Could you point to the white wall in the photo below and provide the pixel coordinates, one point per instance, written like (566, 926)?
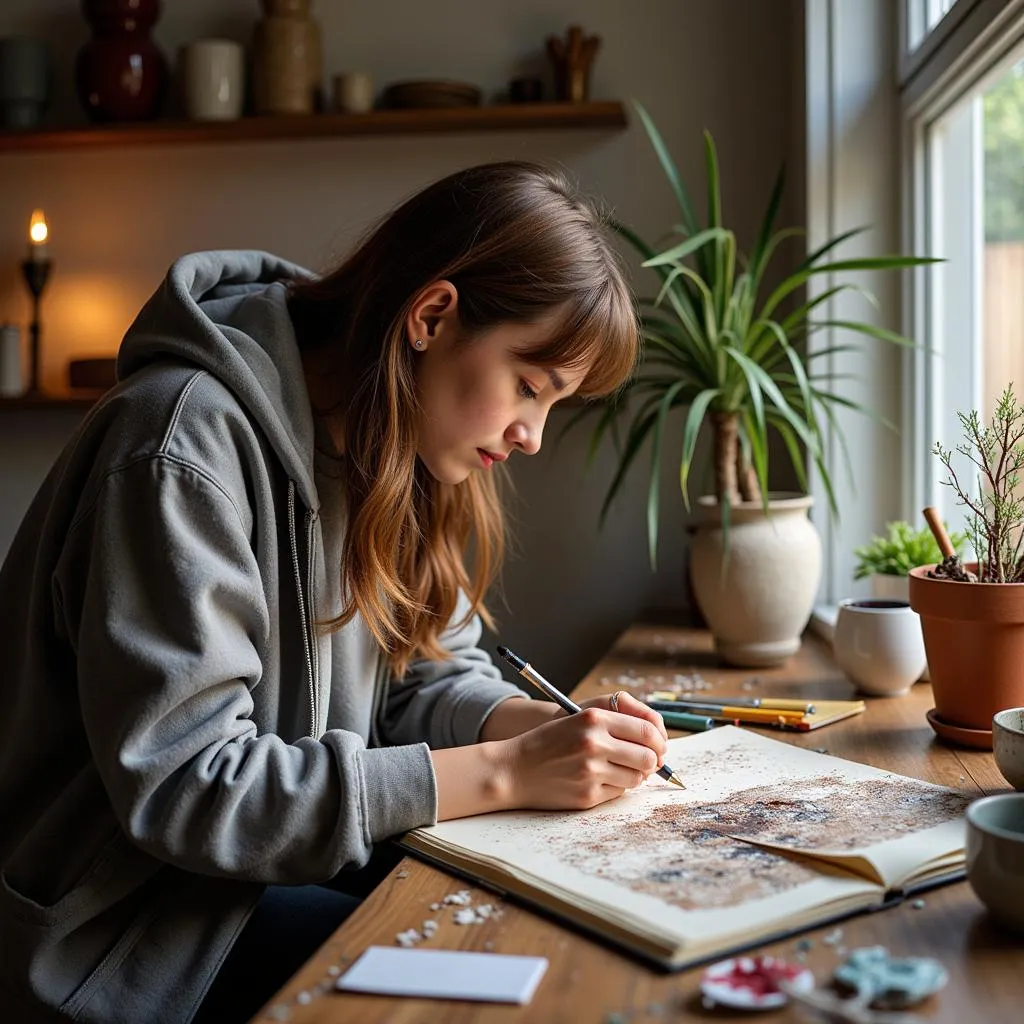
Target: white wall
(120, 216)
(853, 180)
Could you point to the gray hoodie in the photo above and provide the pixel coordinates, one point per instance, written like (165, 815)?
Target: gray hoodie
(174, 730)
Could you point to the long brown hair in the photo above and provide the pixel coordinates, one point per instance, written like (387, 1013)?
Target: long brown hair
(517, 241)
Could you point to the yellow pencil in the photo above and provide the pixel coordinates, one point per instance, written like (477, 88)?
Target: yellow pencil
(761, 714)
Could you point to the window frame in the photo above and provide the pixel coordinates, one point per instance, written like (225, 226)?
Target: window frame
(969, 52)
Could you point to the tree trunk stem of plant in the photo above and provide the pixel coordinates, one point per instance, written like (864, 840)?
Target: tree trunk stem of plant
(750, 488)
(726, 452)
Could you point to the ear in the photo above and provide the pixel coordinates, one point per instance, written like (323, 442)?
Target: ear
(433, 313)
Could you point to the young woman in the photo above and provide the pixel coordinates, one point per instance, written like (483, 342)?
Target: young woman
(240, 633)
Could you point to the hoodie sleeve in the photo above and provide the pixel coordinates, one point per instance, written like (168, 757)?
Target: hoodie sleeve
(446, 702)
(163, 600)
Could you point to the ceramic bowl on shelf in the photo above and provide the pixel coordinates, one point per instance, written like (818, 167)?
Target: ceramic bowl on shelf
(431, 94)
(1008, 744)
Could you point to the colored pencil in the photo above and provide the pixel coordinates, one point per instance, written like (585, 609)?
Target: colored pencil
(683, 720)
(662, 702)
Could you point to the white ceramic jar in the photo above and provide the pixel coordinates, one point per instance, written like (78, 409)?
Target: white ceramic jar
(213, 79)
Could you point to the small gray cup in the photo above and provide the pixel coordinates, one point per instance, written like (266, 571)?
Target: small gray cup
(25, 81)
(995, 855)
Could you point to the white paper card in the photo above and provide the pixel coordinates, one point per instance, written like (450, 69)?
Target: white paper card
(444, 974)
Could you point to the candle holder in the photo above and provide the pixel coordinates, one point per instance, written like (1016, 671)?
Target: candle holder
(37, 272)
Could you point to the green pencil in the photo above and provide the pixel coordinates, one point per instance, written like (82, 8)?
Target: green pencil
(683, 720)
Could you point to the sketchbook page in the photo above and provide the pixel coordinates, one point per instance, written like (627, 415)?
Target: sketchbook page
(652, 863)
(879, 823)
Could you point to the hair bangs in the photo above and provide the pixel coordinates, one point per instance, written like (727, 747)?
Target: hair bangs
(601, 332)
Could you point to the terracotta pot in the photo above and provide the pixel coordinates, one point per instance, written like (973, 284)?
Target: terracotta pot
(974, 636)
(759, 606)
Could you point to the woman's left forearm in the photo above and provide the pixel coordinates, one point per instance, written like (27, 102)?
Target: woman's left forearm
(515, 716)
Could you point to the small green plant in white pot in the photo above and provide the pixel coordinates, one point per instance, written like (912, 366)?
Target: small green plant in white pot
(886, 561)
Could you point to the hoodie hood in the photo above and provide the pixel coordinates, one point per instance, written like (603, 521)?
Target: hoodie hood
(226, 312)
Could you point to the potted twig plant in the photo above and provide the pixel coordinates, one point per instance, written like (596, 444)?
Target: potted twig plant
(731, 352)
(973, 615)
* * *
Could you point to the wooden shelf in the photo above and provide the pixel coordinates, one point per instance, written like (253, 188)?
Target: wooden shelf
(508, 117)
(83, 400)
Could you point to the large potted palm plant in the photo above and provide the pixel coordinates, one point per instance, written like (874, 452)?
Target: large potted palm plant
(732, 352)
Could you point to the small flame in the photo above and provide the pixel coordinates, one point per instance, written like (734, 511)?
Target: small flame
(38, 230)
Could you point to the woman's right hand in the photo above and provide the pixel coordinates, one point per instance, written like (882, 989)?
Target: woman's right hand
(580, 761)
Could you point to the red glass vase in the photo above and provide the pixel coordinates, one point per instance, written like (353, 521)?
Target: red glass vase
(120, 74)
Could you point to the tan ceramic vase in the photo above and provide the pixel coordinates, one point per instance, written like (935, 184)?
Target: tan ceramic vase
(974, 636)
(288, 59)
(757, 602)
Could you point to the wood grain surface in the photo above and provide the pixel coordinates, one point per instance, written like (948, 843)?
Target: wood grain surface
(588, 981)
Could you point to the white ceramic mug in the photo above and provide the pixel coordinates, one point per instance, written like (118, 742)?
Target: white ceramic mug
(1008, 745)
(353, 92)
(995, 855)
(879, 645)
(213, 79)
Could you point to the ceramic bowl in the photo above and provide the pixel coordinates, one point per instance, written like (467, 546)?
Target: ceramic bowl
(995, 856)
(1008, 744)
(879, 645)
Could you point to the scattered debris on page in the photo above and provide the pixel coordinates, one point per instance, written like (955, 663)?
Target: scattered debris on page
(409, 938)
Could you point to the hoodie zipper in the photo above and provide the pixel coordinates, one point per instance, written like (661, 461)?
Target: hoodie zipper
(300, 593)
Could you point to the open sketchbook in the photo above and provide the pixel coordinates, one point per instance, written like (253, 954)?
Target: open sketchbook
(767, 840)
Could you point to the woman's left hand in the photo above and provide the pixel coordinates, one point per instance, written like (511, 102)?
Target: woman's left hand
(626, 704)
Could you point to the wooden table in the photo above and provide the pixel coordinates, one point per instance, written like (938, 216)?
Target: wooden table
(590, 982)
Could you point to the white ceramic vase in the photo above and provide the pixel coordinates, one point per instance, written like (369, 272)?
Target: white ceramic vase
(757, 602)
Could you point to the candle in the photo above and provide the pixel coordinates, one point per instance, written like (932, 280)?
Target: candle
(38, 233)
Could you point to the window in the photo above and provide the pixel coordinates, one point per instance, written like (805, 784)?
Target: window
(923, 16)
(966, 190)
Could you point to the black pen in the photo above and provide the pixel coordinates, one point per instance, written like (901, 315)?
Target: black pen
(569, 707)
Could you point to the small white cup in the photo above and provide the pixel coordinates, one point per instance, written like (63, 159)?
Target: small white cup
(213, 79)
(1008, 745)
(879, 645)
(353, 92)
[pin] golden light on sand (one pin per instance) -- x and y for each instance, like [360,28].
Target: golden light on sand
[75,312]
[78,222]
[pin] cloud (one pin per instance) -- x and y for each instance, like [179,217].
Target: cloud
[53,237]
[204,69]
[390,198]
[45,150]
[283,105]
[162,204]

§ **TASK TO COMPLETE**
Please copy out every line of the preceding listing that carries "each".

§ **SOLUTION TO THE EXERCISE**
[pin] golden light on sand (one pin per instance) -- x and y for each instance, like [360,28].
[pin] cloud (one pin per instance) -- x and y for each instance, like [179,217].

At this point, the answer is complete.